╔══

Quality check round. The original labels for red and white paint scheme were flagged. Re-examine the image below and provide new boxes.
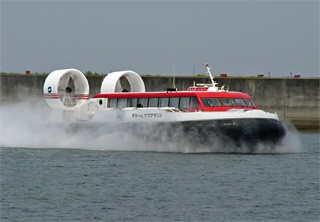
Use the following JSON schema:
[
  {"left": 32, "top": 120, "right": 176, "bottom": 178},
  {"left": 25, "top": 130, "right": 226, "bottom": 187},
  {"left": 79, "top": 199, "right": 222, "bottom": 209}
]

╚══

• _Task to complete_
Pull out every line of the records that contains the string "bottom", matching case exactly.

• _Response to the task_
  {"left": 32, "top": 120, "right": 176, "bottom": 178},
  {"left": 25, "top": 130, "right": 226, "bottom": 187},
  {"left": 79, "top": 199, "right": 222, "bottom": 209}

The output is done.